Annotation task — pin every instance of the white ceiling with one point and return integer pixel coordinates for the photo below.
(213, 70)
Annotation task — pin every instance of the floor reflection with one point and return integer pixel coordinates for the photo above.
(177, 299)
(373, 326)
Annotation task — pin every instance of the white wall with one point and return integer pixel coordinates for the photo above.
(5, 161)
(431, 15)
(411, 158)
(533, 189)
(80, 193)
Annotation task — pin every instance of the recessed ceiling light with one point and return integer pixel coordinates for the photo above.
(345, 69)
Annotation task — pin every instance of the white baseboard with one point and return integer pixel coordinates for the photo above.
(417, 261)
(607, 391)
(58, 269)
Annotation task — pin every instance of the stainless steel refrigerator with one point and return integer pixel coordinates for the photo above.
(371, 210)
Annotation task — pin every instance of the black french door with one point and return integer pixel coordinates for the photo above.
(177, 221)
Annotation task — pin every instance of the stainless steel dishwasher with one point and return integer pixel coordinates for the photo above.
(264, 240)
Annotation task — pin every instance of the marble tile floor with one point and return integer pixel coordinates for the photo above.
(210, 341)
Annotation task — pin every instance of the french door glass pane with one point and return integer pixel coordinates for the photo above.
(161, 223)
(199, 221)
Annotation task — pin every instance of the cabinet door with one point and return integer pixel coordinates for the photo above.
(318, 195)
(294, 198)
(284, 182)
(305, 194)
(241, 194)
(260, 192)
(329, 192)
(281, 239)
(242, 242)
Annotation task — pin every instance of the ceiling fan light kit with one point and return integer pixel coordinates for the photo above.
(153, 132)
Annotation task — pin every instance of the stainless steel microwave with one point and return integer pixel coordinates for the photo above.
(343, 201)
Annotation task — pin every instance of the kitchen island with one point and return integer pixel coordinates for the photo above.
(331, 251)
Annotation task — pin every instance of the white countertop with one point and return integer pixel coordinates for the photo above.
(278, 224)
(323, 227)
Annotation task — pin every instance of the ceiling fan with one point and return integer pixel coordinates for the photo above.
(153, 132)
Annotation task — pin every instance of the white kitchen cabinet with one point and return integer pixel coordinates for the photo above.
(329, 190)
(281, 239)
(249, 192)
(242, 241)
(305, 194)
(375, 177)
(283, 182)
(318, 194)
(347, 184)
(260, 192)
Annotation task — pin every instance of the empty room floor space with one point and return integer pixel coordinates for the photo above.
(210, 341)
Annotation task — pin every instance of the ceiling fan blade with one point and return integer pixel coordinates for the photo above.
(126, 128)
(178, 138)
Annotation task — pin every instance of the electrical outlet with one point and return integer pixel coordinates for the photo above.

> _EXERCISE OBJECTIVE_
Would you write out the full set of records above without alteration?

> _YOUR SOLUTION_
Annotation task — pin every instance of the white ceiling with one point and return integer pixel coordinates for the photo below.
(213, 70)
Annotation task — pin every instance of the floor reflection with one point and return integer pixel coordinates for the photo above.
(177, 299)
(373, 326)
Annotation task — pin every instance of the white wall with one point and return integer pixel coordinates for the photo above.
(5, 161)
(431, 15)
(411, 158)
(533, 189)
(80, 193)
Annotation task — pin every instance of the recessed ceiling light with one point and return integer pixel coordinates for the photo above.
(345, 69)
Annotation task — pin every instance of the white baseboard with one point and return integer pixel coordinates for the photo above.
(417, 261)
(607, 391)
(58, 269)
Annotation task — pin every instance of the stainless steel refrigerator with one point and return integer pixel coordinates for the photo above.
(371, 210)
Annotation task — pin every instance of the black french door with one point and return integer pixel coordinates for the photo above.
(177, 221)
Annotation task — pin every instance of the stainless steel dishwasher with one point and return integer pixel coordinates for the photo above.
(264, 240)
Annotation task — pin every instance of the marble tile floor with one point and return integer pixel coordinates for the photo above.
(210, 341)
Annotation task — pin every instance of the french door glass pane with one point and return integer pixel coordinates for the photo above.
(161, 223)
(199, 221)
Annotation task — pin every instance of the cabinet door with one point and return integer pixel coordinates for the photo above.
(318, 195)
(294, 198)
(284, 182)
(305, 194)
(241, 194)
(260, 192)
(329, 192)
(281, 239)
(242, 242)
Annotation task — pin every instance of the ceiling fan light kit with one point and return integer pixel coordinates for the photo above.
(153, 132)
Annotation task — pin every instance of the stainless steel microwave with one point and return integer pixel coordinates for the photo above.
(343, 201)
Annotation task — pin every instance of the kitchen island with one point and return integer pixel coordinates for the photo above.
(331, 251)
Annotation task — pin every instance of the white countertop with one point and return integer pixel coordinates for the photo above.
(278, 224)
(323, 227)
Annotation task — pin every instance of the ceiling fan with one point and return integer pixel coordinates for the photo above.
(153, 132)
Annotation task — pin every instance of the white kitchen cabinet with one point and return integer pixel coordinates for the photo above.
(329, 190)
(281, 239)
(249, 192)
(242, 241)
(305, 194)
(375, 177)
(283, 182)
(318, 194)
(347, 184)
(260, 192)
Annotation task — pin every instance of the empty room floor space with one point and return integer pixel coordinates for the photo above.
(210, 341)
Annotation task — pin every instance of the ceiling fan blade with one point and return integer pixel coordinates for the photo above.
(126, 128)
(178, 138)
Annotation task — pin every instance of the electrical outlet with one point and return integer pixel coordinates for the photo above.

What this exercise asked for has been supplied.